**TASKS TO PERFORM**
• 1. For each statement below, (a), (b) and (c), say yes or no to whether it agrees with the post on cancer as a criminal entity, and quote the deciding words of the post exactly.
(a) The post says cancer is runaway cell growth.
(b) The post says the third level of the hierarchy is generally acknowledged.
(c) The post names famine as one of the toxic conditions that turn peaceful societies into warring factions.
• 2. Reproduce word for word the stretch of the post on cancer as a criminal entity from "Cancer as a" through "the new year.".

**EXCERPTED PASSAGE**
● ● ● ● ●
Cancer as a Criminal Entity

What exactly is cancer?

I’ve discussed this topic before in a variety of ways but thought it might be useful to bring it up again during the new year.

Most everyone knows that cancer is runaway cell growth. At its worst, it attacks and invades new territories like a rabid invading army. The evolution of cancer can be compared to a civilization which harbors a few criminals but can process them in a way that minimizes harm to the rest of society. Under more toxic conditions, this can give rise to “gangs” that terrorize neighborhoods and evolve into standing armies that decimate their surroundings, eventually breaking out to ravish other societies, using whatever means are available to travel along roads or waterways normally used for healthy commerce and other normal interactions.

We know full well how people evolve from peaceful societies into warring factions based upon toxic conditions like famine, drought, want, and disease. As stated time and again throughout this blog, human society is merely an extension of our own cellular nature. Our own cellular nature is also an extension of even simpler systems which may be composed of even simpler systems and so forth. The hierarchy is as follows: 1) Human civilization and all of its social subhierarchies like countries, states, cities, etc. 2) The human body and all of its cellular subhierarchies like systems, organs, tissues, and cells.  3) The human cell and all of its intracellular subhierarchies.

The first two levels are well known and their hierarchical arrangements are generally acknowledged. The third level is much more controversial because it may involve complex hierarchical layers of control originating in the nucleus of the cell itself, i.e. within the DNA and chromosomes. People like to keep things simple and, apparently, scientists are no different, being people themselves. However, this mindset can lead to highly erroneous conclusions about how cells operate or become cancerous and can lead to roadblocks and/or dead ends in the pursuit of pure knowledge.
● ● ● ● ●
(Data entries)
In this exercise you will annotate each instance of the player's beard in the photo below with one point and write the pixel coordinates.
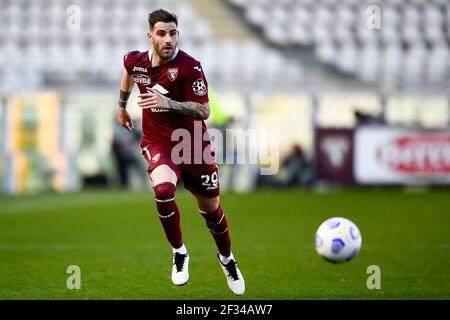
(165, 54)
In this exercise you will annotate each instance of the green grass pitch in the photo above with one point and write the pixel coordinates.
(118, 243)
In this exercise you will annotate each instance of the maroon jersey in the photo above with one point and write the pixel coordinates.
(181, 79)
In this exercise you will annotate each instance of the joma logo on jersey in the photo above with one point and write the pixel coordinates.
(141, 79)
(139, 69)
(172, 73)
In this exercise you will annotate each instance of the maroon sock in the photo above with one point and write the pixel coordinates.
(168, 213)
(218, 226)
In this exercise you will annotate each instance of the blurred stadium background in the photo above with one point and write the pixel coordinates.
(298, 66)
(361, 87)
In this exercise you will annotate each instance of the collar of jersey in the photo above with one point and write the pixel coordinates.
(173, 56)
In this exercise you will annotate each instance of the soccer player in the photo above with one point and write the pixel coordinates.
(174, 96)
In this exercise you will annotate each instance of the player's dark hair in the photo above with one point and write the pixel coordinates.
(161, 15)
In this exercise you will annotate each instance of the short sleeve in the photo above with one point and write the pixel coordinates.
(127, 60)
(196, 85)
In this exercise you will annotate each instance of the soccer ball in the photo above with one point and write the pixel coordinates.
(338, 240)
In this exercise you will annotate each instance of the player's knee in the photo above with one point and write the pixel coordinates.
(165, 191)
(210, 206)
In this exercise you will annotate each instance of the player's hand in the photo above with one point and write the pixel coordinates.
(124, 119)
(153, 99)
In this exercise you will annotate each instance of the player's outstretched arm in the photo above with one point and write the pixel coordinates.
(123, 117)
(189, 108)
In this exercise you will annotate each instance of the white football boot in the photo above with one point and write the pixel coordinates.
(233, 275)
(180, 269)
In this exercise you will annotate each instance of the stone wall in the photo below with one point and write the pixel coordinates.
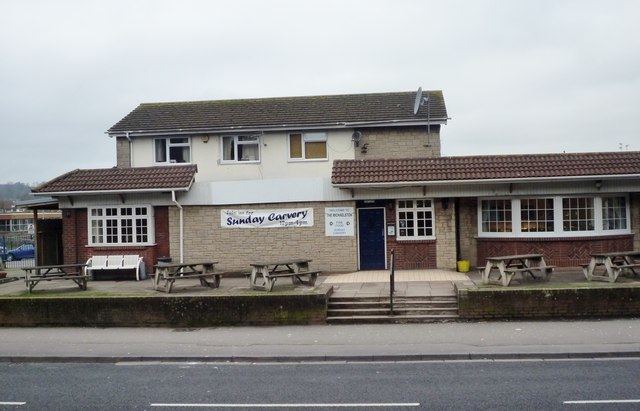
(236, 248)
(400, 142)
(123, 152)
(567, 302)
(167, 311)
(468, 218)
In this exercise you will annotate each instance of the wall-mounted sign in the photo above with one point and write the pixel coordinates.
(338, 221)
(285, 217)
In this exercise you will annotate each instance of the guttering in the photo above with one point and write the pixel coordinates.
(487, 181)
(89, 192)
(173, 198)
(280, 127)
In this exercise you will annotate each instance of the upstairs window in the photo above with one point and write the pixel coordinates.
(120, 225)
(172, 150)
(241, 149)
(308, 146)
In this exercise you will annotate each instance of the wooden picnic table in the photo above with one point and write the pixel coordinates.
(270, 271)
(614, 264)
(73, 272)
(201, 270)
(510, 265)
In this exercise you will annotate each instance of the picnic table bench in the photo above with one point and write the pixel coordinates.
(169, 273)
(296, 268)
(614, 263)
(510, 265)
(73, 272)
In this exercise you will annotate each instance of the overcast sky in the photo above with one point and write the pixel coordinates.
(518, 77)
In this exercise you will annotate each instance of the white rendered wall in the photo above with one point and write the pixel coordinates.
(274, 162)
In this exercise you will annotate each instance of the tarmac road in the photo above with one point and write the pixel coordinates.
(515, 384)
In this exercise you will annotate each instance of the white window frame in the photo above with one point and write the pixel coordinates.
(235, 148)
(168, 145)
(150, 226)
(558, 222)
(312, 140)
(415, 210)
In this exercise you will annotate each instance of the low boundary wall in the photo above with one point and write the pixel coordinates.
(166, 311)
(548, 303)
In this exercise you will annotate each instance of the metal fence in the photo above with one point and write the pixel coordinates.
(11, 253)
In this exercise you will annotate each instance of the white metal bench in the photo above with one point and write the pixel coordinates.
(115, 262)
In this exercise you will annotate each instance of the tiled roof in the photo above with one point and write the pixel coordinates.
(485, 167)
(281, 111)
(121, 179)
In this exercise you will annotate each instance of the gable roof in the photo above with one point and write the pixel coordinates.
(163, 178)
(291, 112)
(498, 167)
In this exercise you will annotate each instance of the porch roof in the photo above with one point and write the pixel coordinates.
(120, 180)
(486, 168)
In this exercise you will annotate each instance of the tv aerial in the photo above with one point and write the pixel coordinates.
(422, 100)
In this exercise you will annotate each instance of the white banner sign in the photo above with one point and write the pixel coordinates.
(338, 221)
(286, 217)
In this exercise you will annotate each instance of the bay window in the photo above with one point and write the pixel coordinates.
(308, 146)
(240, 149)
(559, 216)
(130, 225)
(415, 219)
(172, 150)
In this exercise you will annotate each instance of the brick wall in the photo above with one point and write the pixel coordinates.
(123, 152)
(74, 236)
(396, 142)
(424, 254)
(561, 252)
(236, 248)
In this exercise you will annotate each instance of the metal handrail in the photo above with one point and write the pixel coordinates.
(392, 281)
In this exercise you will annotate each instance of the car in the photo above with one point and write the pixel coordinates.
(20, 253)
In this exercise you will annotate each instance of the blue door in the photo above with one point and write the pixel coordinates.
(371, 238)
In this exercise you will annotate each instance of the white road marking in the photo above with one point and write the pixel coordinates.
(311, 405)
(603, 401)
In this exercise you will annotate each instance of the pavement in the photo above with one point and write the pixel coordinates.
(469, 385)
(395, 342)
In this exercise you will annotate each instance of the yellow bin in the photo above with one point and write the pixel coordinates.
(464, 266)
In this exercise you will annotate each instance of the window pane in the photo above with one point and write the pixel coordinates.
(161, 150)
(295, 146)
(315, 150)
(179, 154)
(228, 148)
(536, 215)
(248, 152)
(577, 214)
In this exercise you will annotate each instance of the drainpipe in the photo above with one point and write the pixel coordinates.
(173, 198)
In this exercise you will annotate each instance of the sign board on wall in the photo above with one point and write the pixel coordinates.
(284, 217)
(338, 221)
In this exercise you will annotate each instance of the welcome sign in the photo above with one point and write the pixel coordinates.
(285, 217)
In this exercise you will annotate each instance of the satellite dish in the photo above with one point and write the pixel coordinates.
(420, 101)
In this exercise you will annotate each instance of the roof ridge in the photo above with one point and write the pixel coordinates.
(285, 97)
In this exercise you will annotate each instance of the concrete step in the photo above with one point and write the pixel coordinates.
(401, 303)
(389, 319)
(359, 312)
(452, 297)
● ● ● ● ●
**SOLUTIONS TO THE EXERCISE**
• 1.
(a) Yes: "Most everyone knows that cancer is runaway cell growth."
(b) No: "The third level is much more controversial"
(c) Yes: "toxic conditions like famine, drought, want, and disease"

• 2.
Cancer as a Criminal Entity

What exactly is cancer?

I’ve discussed this topic before in a variety of ways but thought it might be useful to bring it up again during the new year.